Problems to solve —
- 1) Answer from the AWS shared-responsibility text:
(a) How long has the company been on AWS?
(b) How many EC2 instances does the team run, and on what operating system?
(c) In which region is the instance named in the scheduled-maintenance email?
- 2) Translate into Spanish this sentence from the AWS shared-responsibility text: "Before pulling up the shared-responsibility diagram, it’s worth being clear about what the model is actually for."
- 3) Resume the AWS shared-responsibility text after its final sentence.

Text shown —
===============

The situation
We’re the new platform team at a mid-sized company that’s been on AWS for eighteen months. The security team has a spreadsheet of “things that worry them” and wants a half-day walkthrough before they’ll sign off on a production launch. Three items on the spreadsheet are keeping them up at night, and all three look like security questions but turn out to be ownership questions.
- Incident one: A critical CVE in
glibcwas disclosed yesterday. We run around 80 EC2 instances on Amazon Linux 2023 plus a dozen containers on ECS Fargate. The security lead wants to know who patches what, and by when. - Incident two: A developer published a new S3 bucket for marketing assets. Public access block got disabled “just for the launch” and the bucket ended up indexed by a search engine. Three weeks of customer-uploaded testimonial videos were briefly public. The CISO’s question: “AWS is secure, how did this happen?”
- Incident three: AWS sent a scheduled-maintenance email for an EC2 instance in
eu-west-1. Underlying hardware needs attention. The instance will restart on a new host inside a seven-day window. Operations wants to know if they need to do anything and whether this counts as an outage.
Three incidents. One framework. The work is figuring out which side of the line each one sits on.
What actually matters
Before pulling up the shared-responsibility diagram, it’s worth being clear about what the model is actually for.

===============

Location annotation dataset excerpts:

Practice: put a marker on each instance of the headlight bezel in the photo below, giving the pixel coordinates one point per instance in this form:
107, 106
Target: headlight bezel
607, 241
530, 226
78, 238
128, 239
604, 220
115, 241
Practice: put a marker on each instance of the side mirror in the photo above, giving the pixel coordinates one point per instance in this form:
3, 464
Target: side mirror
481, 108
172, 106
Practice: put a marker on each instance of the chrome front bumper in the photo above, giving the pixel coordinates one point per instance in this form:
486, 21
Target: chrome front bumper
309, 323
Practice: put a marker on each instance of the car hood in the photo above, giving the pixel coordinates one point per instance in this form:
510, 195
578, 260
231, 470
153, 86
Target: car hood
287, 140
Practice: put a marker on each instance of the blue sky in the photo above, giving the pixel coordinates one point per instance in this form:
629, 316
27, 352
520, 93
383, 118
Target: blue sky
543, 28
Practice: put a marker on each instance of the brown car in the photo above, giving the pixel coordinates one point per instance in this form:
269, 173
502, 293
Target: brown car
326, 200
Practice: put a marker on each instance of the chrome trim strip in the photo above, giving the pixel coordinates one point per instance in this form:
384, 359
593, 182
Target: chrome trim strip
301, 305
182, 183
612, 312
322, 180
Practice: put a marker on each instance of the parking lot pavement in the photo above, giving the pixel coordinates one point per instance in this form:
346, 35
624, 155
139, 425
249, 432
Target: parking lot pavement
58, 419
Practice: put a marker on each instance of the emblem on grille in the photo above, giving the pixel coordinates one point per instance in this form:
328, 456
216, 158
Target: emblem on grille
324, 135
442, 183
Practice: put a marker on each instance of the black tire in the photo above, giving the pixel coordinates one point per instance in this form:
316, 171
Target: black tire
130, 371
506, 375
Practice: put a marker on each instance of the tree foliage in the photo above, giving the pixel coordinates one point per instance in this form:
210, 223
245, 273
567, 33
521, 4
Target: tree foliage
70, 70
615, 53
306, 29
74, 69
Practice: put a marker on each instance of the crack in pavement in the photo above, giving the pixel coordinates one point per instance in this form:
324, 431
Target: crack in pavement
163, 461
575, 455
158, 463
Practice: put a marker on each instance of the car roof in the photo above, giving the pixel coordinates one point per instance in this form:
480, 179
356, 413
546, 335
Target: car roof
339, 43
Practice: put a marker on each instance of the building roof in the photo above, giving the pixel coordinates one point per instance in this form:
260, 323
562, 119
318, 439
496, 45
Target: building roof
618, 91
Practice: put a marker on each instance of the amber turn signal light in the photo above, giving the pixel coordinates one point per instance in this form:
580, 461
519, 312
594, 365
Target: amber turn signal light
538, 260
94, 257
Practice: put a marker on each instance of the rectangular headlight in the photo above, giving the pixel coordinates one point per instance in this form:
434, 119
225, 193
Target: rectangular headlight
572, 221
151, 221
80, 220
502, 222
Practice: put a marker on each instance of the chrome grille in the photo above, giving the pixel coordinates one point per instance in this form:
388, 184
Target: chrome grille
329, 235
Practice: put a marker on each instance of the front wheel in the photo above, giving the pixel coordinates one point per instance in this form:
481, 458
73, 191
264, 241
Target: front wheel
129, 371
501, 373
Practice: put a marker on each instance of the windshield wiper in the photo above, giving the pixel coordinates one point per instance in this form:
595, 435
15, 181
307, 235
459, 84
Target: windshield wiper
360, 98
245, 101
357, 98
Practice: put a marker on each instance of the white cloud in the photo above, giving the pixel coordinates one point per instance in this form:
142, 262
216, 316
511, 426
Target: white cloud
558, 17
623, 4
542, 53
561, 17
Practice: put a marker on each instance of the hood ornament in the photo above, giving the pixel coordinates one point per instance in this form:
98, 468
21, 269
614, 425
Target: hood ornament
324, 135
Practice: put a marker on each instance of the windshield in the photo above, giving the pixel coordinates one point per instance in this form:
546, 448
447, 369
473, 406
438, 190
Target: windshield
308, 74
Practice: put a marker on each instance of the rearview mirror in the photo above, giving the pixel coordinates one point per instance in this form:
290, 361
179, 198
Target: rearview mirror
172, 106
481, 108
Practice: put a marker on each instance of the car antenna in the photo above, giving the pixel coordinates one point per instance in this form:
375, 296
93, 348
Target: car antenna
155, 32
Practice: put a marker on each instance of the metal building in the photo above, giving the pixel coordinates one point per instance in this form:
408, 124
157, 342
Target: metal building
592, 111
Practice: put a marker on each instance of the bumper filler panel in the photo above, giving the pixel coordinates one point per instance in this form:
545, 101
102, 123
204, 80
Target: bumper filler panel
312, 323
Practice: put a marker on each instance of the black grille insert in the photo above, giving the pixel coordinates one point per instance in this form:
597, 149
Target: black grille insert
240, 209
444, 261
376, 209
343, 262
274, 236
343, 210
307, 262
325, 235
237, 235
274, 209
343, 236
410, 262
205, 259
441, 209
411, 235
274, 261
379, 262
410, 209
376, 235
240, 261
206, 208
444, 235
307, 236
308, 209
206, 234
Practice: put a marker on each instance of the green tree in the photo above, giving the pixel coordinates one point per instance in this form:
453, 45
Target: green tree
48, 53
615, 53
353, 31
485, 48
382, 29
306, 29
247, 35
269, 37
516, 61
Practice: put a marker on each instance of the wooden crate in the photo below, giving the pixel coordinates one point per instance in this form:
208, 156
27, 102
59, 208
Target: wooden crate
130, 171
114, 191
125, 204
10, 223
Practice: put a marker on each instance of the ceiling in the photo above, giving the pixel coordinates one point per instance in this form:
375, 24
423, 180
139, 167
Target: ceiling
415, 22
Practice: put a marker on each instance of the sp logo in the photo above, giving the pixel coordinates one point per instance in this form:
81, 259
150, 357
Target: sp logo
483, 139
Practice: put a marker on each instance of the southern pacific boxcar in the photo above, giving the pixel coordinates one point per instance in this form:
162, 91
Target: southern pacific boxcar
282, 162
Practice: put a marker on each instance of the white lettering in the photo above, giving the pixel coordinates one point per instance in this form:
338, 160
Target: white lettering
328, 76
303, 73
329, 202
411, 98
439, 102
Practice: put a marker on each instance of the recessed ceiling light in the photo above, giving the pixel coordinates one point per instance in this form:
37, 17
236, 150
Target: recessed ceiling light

===============

Expected answers —
- 1)
(a) Eighteen months.
(b) Around 80, on Amazon Linux 2023.
(c) eu-west-1.

- 2) Antes de abrir el diagrama de responsabilidad compartida, conviene tener claro para qué sirve realmente el modelo.

- 3)
The shared responsibility model isn’t a legal document or a compliance artefact, it’s a map. When something goes wrong, the map tells us who picks up the pager. When something needs doing proactively (patching, encryption, access reviews), the map tells us whose backlog it lands in. Most arguments about “is AWS secure?” are really arguments about which team on our side should have noticed something, and the model gives us language for having that argument cleanly.
The second thing the model does is set realistic expectations about what AWS provides. AWS secures the physical data centres, the hypervisors, the networking fabric, the managed service code. We don’t get audit access to those things, but we get compliance reports (SOC 2, ISO 27001, PCI DSS) that say an independent auditor did. AWS is not going to notice that our S3 bucket is public, that our IAM policy is over-permissive, or that our application is vulnerable to SQL injection, those are on our side of the line, and AWS’s job is to make sure the tools to fix them exist and work.
The third thing, and the one that confuses people the most, is that the line moves depending on which service we pick. Running Postgres on an EC2 instance puts OS patching, database patching, backups, and high-availability on us. Running the same database on RDS moves OS patching, database minor-version patching, and managed backups to AWS. Running Aurora Serverless moves capacity planning and scaling to AWS as well. Same workload, three different contracts, three different sets of things we’re responsible for. Picking a service isn’t just a technical decision; it’s a responsibility decision.
The fourth thing worth calling out is that some responsibilities are always ours regardless of service. Customer data is always our responsibility. AWS cannot and will not inspect it. Identity and access management is always our responsibility. AWS provides IAM, we decide who can do what. Client-side encryption, if we choose to do it, is always ours. Network traffic protection at the application layer is always ours. These are the things that move with us no matter how far up the stack we climb.
And finally, the model says nothing about outcomes. AWS being responsible for hypervisor patching doesn’t mean our instance can’t be restarted when that patching happens; it means AWS will do the patching and give us reasonable warning. We’re still responsible for designing our application to survive a single-instance restart. The division of responsibility doesn’t excuse either side from engineering.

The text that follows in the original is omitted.